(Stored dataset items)
——
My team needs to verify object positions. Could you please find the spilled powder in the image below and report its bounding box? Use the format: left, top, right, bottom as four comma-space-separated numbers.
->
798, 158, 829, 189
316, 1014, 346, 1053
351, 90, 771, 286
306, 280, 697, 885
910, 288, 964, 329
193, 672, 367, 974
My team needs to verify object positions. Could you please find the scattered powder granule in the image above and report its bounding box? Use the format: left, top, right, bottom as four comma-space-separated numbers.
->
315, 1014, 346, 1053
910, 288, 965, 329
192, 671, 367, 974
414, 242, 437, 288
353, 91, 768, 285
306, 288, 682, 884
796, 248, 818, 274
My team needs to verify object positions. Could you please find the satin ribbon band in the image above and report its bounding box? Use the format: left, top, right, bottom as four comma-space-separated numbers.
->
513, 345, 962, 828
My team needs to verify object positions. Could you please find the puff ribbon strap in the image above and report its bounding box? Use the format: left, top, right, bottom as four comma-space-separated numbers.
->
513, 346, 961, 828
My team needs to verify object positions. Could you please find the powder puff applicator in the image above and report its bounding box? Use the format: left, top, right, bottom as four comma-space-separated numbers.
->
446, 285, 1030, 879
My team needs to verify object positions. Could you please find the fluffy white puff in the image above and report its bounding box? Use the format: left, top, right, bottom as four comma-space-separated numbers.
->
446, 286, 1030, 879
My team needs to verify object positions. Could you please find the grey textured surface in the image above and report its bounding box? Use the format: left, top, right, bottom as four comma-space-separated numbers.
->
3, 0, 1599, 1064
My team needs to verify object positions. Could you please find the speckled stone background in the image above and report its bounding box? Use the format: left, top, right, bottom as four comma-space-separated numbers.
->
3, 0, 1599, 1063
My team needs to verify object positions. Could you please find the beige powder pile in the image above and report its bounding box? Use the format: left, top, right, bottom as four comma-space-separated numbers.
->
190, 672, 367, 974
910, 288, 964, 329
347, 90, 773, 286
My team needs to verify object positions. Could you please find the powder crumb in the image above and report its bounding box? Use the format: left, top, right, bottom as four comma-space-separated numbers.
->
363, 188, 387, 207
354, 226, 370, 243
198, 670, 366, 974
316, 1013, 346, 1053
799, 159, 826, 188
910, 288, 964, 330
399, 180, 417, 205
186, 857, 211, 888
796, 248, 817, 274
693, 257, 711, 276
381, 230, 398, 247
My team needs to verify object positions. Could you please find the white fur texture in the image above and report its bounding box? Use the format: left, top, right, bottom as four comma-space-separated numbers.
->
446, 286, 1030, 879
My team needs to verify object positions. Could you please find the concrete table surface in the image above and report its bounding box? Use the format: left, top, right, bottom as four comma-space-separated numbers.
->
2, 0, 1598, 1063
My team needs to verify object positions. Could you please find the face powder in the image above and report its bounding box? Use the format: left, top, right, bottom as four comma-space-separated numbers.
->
——
Task to complete ::
Pull out every line holding "ribbon" from the records above, and copy it.

Result of this exercise ::
My team needs to verify object positions. Could you please find the satin ribbon band in the image above and report its bounding box? Use the format: left, top, right, bottom as four comma-space-separated numbers.
My team needs to verify object positions. Could you please find the puff ribbon strap in the image above and report its bounding box? Use the format: left, top, right, bottom as four comma-space-separated numbers.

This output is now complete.